**Entries from a point annotation set:**
## Start
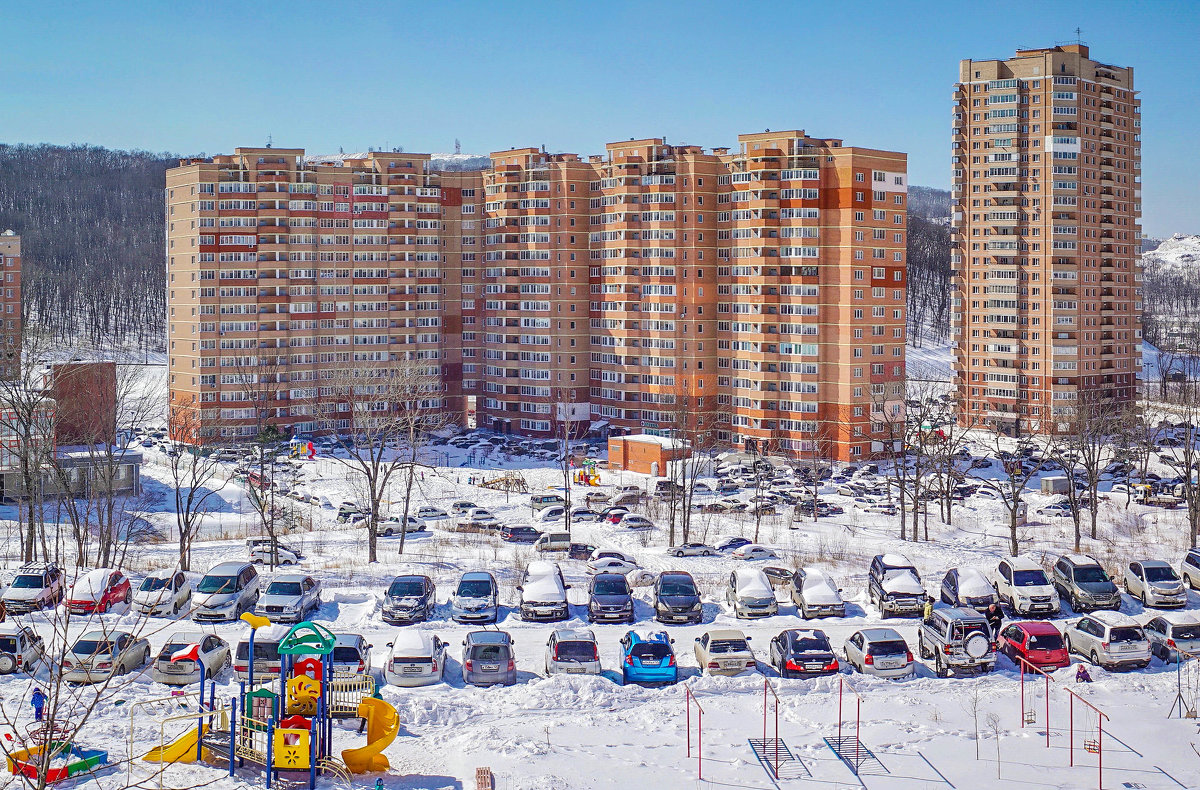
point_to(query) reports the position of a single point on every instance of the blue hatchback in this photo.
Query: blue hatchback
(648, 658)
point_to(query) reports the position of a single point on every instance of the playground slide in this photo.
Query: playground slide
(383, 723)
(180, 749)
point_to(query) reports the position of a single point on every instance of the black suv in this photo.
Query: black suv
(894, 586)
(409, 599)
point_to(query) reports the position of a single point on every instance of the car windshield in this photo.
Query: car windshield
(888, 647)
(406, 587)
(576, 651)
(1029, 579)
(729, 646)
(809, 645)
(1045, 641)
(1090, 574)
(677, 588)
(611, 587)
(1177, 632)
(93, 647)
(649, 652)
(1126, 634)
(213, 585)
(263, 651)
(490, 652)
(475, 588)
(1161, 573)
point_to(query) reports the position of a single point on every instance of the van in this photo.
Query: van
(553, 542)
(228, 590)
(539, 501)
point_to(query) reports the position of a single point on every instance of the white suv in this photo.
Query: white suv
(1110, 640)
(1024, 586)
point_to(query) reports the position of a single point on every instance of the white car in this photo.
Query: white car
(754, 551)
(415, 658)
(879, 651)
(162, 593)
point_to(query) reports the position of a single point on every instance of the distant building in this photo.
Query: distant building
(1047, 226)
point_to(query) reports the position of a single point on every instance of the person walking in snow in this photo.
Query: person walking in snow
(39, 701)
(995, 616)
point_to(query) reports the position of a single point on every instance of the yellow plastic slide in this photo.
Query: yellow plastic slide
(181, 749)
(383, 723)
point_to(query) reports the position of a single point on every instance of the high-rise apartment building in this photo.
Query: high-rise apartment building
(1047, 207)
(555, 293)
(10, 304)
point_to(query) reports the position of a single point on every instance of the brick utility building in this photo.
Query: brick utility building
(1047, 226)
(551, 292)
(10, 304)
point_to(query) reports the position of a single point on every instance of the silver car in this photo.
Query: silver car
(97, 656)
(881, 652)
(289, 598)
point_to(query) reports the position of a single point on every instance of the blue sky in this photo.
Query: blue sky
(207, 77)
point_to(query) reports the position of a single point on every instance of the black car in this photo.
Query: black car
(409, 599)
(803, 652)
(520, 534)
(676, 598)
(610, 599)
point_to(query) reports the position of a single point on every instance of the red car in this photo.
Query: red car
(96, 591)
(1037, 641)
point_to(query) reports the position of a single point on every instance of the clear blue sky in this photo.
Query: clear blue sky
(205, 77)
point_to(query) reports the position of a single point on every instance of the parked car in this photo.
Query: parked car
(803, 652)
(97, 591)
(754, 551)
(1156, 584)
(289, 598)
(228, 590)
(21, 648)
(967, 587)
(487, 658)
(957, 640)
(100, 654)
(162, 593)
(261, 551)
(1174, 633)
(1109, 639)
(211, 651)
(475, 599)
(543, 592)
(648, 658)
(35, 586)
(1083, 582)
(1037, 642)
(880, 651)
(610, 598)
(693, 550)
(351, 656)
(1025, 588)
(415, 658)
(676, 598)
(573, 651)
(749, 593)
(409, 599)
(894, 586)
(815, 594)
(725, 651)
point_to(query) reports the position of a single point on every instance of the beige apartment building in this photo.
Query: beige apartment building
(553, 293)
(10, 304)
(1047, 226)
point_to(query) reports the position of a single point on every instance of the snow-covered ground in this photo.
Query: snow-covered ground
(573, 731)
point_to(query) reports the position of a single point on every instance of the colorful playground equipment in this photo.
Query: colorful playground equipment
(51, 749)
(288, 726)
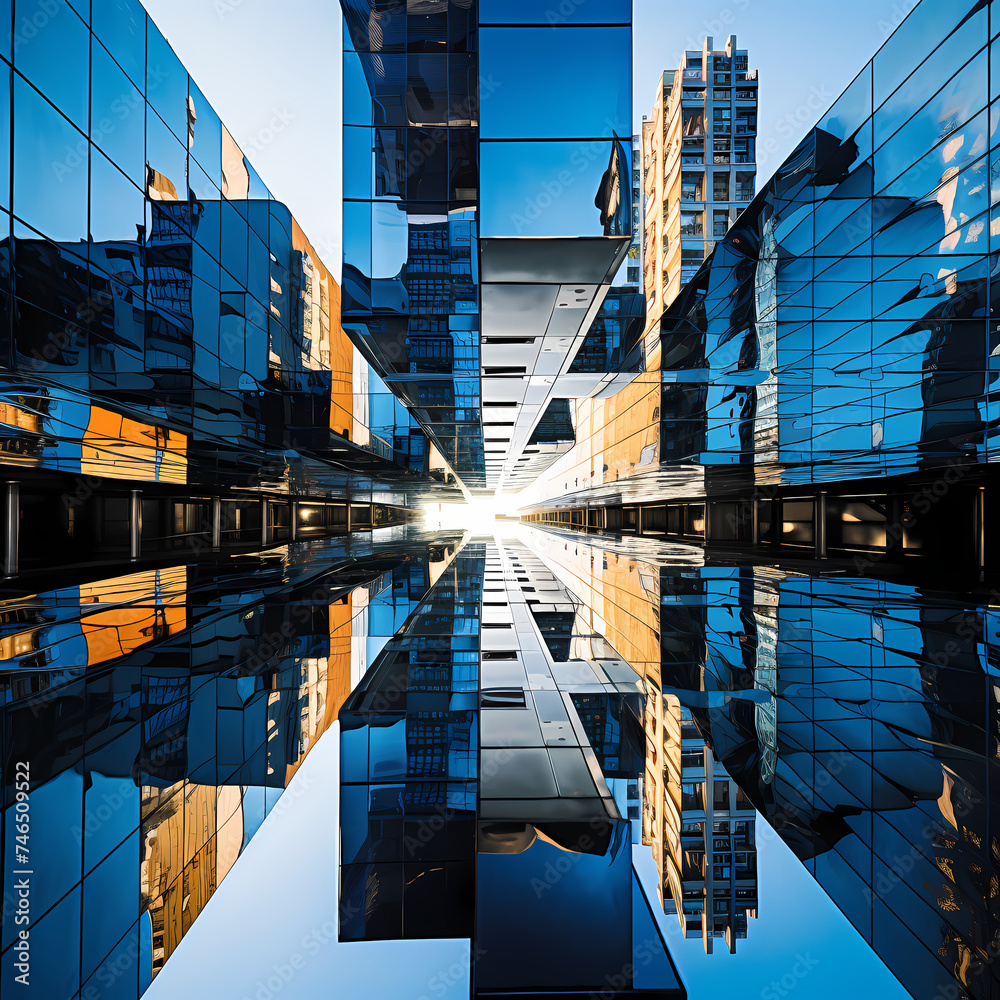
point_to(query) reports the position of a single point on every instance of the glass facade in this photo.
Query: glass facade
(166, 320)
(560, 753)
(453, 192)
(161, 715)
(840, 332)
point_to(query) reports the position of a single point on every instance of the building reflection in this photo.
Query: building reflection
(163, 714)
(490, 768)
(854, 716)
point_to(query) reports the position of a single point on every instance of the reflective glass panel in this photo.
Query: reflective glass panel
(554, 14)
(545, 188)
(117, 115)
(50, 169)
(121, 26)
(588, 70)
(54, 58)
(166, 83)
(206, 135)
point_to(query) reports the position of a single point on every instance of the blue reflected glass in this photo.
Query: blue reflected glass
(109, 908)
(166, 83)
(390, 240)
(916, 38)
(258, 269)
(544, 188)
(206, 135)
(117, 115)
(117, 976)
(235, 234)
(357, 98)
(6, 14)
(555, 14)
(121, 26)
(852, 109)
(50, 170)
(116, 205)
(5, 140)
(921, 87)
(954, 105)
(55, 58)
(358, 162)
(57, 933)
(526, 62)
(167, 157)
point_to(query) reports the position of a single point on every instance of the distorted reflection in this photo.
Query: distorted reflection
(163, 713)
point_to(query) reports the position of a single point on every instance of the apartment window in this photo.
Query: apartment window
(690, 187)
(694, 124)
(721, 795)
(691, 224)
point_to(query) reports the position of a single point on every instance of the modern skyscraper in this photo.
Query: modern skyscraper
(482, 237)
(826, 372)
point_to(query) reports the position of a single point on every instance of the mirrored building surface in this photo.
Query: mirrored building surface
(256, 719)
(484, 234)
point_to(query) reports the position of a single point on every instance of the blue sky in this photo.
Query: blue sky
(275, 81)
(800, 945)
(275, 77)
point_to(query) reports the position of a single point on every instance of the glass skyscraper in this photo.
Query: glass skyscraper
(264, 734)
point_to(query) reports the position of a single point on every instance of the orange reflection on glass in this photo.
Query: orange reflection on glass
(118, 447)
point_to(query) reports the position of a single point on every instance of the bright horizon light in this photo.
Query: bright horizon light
## End
**PROBLEM TO WORK ON:**
Repeat the data in full and exactly. Omit pictures.

**OUTPUT OF THE EXERCISE:**
point_to(query) reports the position of a single point on every instance of the blue hatchback in this photo.
Query: blue hatchback
(648, 658)
point_to(query) reports the position of a single point on every instance of the playground slide in this photo.
Query: playground slide
(383, 723)
(180, 749)
point_to(query) reports the position of a single point on every instance of the black suv in this photo.
Query: black suv
(894, 586)
(409, 599)
point_to(query) reports the position of a single point on every instance of the car windshield in this photo.
Query: car windshield
(888, 647)
(406, 587)
(576, 651)
(1029, 579)
(729, 646)
(809, 645)
(1045, 641)
(1090, 574)
(677, 588)
(611, 587)
(1177, 632)
(93, 647)
(649, 652)
(1126, 634)
(213, 585)
(263, 651)
(490, 652)
(475, 588)
(1161, 573)
point_to(query) reports the position of a single point on every instance of the van in this photo.
Query: van
(553, 542)
(228, 590)
(539, 501)
point_to(query) reports the position of a single point on every instance of the white suv in this photo.
Query: white suv
(1110, 640)
(1024, 586)
point_to(query) reports the position of a single point on every instance of the white car in this photo.
Query: white car
(754, 551)
(415, 658)
(879, 651)
(162, 593)
point_to(query) reports the position of a single point on every instance of the distant building in this photo.
Query: distant building
(1047, 226)
point_to(query) reports the position of a single point on every instance of the person walking in snow in this photo.
Query: person walking in snow
(39, 701)
(995, 616)
point_to(query) reports the position of a single point on every instance of the yellow plastic slide in this photo.
Query: yellow plastic slide
(181, 749)
(383, 723)
point_to(query) reports the position of a single point on every instance of the high-rise apartment building in this photo.
Query: high-rise apartment building
(1047, 207)
(555, 293)
(10, 304)
point_to(query) reports the position of a single point on every instance of the brick utility building in this photo.
Query: brick utility building
(1047, 226)
(551, 292)
(10, 304)
point_to(query) reports the position of a single point on every instance of the silver car in this photo.
Query: silver car
(97, 656)
(881, 652)
(289, 598)
point_to(query) reports the position of a single point on every instance of the blue sky in this photo.
Query: blue sky
(207, 77)
point_to(query) reports the position of a single point on every instance of the black car in this photo.
Query: black car
(409, 599)
(803, 652)
(520, 534)
(676, 598)
(610, 599)
point_to(query) reports the position of a single point on every instance of the red car in this photo.
Query: red car
(96, 591)
(1037, 641)
point_to(query) reports the position of a single point on every instance of the clear blue sky in this photo.
Query: clear blue sky
(205, 77)
point_to(query) reports the position of a single point on every instance of the parked car in this photo.
Query: parked car
(803, 652)
(97, 591)
(754, 551)
(1156, 584)
(289, 598)
(228, 590)
(21, 648)
(967, 587)
(487, 658)
(957, 640)
(100, 654)
(162, 593)
(261, 551)
(1174, 633)
(1109, 639)
(211, 651)
(475, 599)
(543, 592)
(648, 658)
(35, 586)
(1083, 582)
(1037, 642)
(880, 651)
(610, 598)
(693, 550)
(351, 656)
(1025, 588)
(415, 658)
(676, 598)
(573, 651)
(749, 593)
(409, 599)
(894, 586)
(815, 594)
(725, 651)
point_to(query) reports the position of a single point on every instance of the beige apartment building in this photo.
Query: beige apartment building
(553, 293)
(10, 304)
(1047, 226)
point_to(query) reports the position of a single point on every instance of the snow-covered ground in this photo.
Query: snow-covered ground
(573, 731)
point_to(query) reports the position of a single point on every instance of the colorful playground equipment in this photo.
Query: colorful playground equipment
(51, 749)
(288, 726)
point_to(query) reports the position of a single point on every instance of the glass facade in this photo.
Query: glass facade
(166, 320)
(560, 753)
(453, 192)
(161, 715)
(840, 332)
point_to(query) reports the position of a single point on every instance of the building reflection in this photo.
Query: building reflection
(163, 714)
(490, 768)
(854, 716)
point_to(query) reports the position of a single point on every instance of the reflective glass panel in this photo.
Query: reflective glass panel
(554, 14)
(545, 188)
(117, 115)
(50, 169)
(121, 26)
(588, 70)
(54, 58)
(166, 83)
(206, 135)
point_to(query) reports the position of a single point on every instance of the blue reflected glass in this photo.
Query: blue reflected glass
(109, 908)
(166, 83)
(390, 240)
(916, 38)
(258, 269)
(544, 188)
(206, 135)
(117, 115)
(117, 976)
(235, 234)
(357, 98)
(6, 14)
(555, 14)
(121, 26)
(852, 109)
(50, 170)
(116, 205)
(5, 140)
(921, 87)
(954, 105)
(55, 58)
(358, 162)
(57, 933)
(526, 62)
(167, 157)
point_to(query) reports the position of a single point on every instance of the distorted reflection in this photo.
Query: distorted reflection
(163, 713)
point_to(query) reports the position of a single point on every instance of the apartment window in this photo.
Query: apartment window
(690, 187)
(694, 124)
(721, 795)
(691, 224)
point_to(query) reports the position of a single point on every instance of the modern skyscraper in this photo.
Query: modern skyscraper
(482, 237)
(826, 372)
point_to(query) reports the position of a single point on every instance of the mirrored building surface in this photo.
Query: mirrored building surface
(256, 719)
(484, 234)
point_to(query) reports the position of a single point on every instance of the blue sky in this photo.
Query: blue sky
(275, 81)
(800, 945)
(275, 77)
point_to(query) reports the position of a single point on every instance of the glass skyscraper in this photo.
Query: glass skyscraper
(264, 734)
point_to(query) reports the position of a single point on every instance of the orange reflection on glass in this photo.
Query: orange reflection on glass
(118, 447)
point_to(query) reports the position of a single point on every instance of the bright horizon light in this photo.
Query: bright horizon light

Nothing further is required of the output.